*Lesetext:*
━━━━━━━━
Lem, Stanislaw: Der Futurologische Kongress

Ich möchte gleich zum Anfang eines klar stellen: Dies hier fasse ich nicht als eine gewöhnliche Rezension auf und dies wird auch kein Verriss – wobei böse Zungen ja behaupten etwas anderes könne ich gar nicht schreiben. Dies hier ist eine Empfehlung.
Jetzt könnte ich eigentlich schon schließen, doch das wäre billig und außerdem möchte ich doch noch erzählen, warum ich das Buch empfehle und ... da weiß ich gar nicht so recht wo ich anfangen soll...

Selten ist an einem Buch das ich gelesen habe alles einfach rundum gelungen, die Story, die Charaktere, der Schreibstil, hier stimmt einfach alles. Bereits auf Seite 15 sind mir mehr skurille Gestalten begegnet, habe ich öfter - im positiven Sinne - den Kopf geschüttelt und mehr originelle bis bizarre Einfälle gesehen als in ganzen anderen Romanen.
Als Beispiel seien hier nur der bärtige Papstattentäter, die humanen Pistolenkugeln der Amerikaner, und das strippende Bachkonzert erwähnt.
━━━━━━━━
*Einträge aus einem Datensatz:*
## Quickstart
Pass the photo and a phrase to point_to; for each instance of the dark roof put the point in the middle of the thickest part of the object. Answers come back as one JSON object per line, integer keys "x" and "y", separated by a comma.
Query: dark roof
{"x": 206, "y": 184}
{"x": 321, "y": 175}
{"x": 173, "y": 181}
━━━━━━━━
Gib den Abschnitt der Buchbesprechung zwischen "Selten ist an" und "ganzen anderen Romanen.", beide eingeschlossen, erneut wieder und ersetze darin "Charaktere" durch "Figuren".

Selten ist an einem Buch das ich gelesen habe alles einfach rundum gelungen, die Story, die Figuren, der Schreibstil, hier stimmt einfach alles. Bereits auf Seite 15 sind mir mehr skurille Gestalten begegnet, habe ich öfter - im positiven Sinne - den Kopf geschüttelt und mehr originelle bis bizarre Einfälle gesehen als in ganzen anderen Romanen.